• [ПИСЬМЕННОЕ ЗАДАНИЕ 1]
Выпишите из записей все строки, где встречается строка «target».

• [ТЕКСТ ДЛЯ ЧТЕНИЯ]
%%

"Мандельштам обессмертил этот город". Елена Фанайлова о Воронеже

Елена Фанайлова

Поэт и журналист в беседе с Сергеем Медведевым

Сегодня у нас в гостях моя коллега Елена Фанайлова, журналист, поэт и патриот Воронежа, и говорить мы будем о ее родном городе.

Воронеж и писатели



Начну, конечно, с Мандельштама:

"Пусти меня, отдай меня, Воронеж:
Уронишь ты меня иль проворонишь,
Ты выронишь меня или вернешь, –
Воронеж – блажь, Воронеж – ворон, нож"…


Имя "Воронеж" – ворон, нож. Я считал несколько вариантов. Какого придерживаешься ты?

– Это удивительно, но мне совершенно все равно. Они ужасно смешные, причем непонятно, то ли город от реки произошел, то ли река – от города, то ли это ворон и ёж одновременно. Мне недавно прислали удивительную гифку, где объединили и ворона, и ежа, смешно. Воронежцы сами довольно иронично относятся к разным объяснениям. Происхождение топонима до сих пор, по-моему, неизвестно, хотя есть одна версия, что в Черниговском княжестве старых времен якобы так называлось поселение, а потом, в XVI веке, так была названа крепость, откуда пошла земля воронежская.

Надо сказать, что патриот города я сомнительный, у меня много критических замечаний по его поводу. Город противоречивый. Там есть большая интеллектуальная составляющая, университетская, и не менее знаменитая в народе так называемая история про воронежского жлоба. А воронежский жлоб – это такой бывший крестьянин, пробившийся куда-то в верха и сохранивший черты подозрительности, жадности, ментальной ограниченности и способности осуждать других людей, которые чуть-чуть выбиваются из его представления о том, как нужно жить, а жить нужно по правилам.

Смотри также "Смерть – это просто участник карнавала". Станислав Белковский о Венеции


– Я часто встречал такое выражение: "воронежский текст русской культуры". Есть петербургский текст, есть крымский текст, а есть воронежский. Прежде всего, конечно, здесь звучат имена – Кольцов, Платонов, Мандельштам.

Кольцов и Платонов – это пейзажи чернозема, а Мандельштам – это пейзаж города

– Я бы еще добавила Ивана Никитина, довольно знаменитого в свое время поэта, певца угнетенных. Памятник ему стоит в самом центре города.

%%

• [ПИСЬМЕННОЕ ЗАДАНИЕ 2]
Воспроизведите дословно отрывок из текста о Воронеже, начиная со слов «Кольцов и Платонов» и заканчивая словами «самом центре города.».

• [СПИСОК ДАННЫХ]
%%

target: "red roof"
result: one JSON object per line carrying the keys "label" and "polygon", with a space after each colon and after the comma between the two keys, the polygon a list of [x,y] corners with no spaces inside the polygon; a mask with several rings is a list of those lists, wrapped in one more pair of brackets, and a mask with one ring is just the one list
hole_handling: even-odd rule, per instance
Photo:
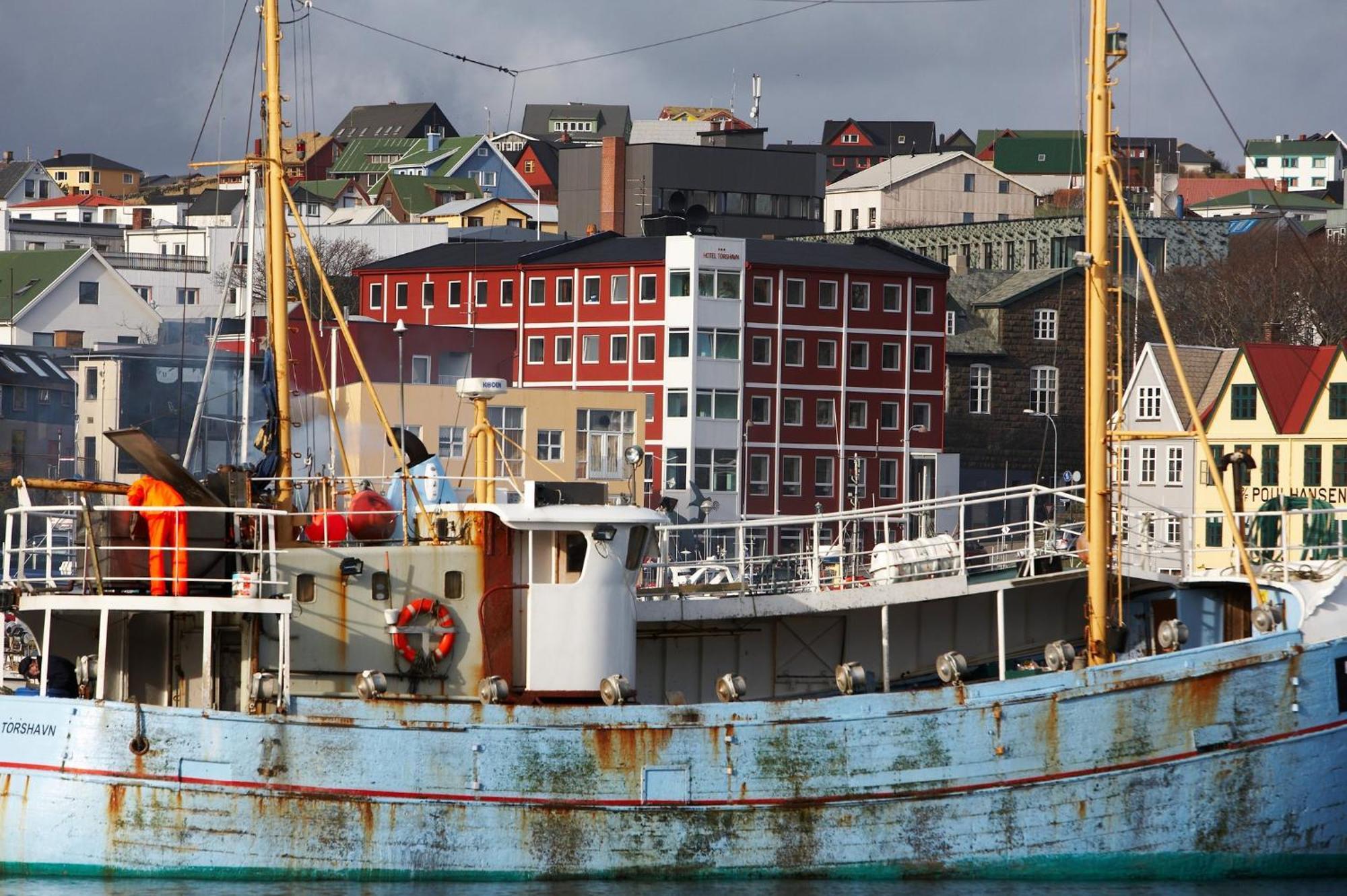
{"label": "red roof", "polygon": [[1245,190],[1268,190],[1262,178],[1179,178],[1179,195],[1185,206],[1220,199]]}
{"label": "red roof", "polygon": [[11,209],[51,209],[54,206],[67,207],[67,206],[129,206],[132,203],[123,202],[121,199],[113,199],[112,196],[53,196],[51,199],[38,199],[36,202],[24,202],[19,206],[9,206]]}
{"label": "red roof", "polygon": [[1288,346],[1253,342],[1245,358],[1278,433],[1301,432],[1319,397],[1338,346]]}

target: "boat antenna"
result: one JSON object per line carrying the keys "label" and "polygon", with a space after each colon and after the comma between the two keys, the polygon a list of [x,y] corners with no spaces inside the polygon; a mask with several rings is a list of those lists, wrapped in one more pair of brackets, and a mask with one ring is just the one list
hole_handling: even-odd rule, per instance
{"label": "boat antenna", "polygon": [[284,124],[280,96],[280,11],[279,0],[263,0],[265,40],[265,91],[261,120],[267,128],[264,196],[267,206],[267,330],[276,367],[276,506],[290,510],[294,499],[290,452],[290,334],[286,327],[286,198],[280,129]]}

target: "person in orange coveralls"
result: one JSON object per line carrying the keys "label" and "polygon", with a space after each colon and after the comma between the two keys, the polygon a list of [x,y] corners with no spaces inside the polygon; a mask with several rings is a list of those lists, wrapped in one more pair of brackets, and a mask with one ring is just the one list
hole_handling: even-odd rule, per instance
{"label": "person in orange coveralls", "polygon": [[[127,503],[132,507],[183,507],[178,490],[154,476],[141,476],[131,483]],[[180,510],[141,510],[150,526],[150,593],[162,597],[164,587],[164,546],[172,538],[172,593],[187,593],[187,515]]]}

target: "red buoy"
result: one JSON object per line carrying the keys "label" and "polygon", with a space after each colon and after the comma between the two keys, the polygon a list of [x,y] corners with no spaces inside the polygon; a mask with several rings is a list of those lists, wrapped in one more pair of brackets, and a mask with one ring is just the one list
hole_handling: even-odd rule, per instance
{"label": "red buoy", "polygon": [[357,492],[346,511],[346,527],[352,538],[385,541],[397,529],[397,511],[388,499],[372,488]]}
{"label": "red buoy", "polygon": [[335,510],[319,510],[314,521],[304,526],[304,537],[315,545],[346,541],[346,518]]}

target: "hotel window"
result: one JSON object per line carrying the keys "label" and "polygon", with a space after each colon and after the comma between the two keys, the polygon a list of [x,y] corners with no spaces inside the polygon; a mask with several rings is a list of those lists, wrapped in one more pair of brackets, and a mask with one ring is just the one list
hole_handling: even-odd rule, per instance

%%

• [ОТВЕТ К ЗАДАНИЮ 1]
target: "red roof"
target: "boat antenna"
target: "person in orange coveralls"
target: "red buoy"
target: "hotel window"

• [ОТВЕТ К ЗАДАНИЮ 2]
Кольцов и Платонов – это пейзажи чернозема, а Мандельштам – это пейзаж города

– Я бы еще добавила Ивана Никитина, довольно знаменитого в свое время поэта, певца угнетенных. Памятник ему стоит в самом центре города.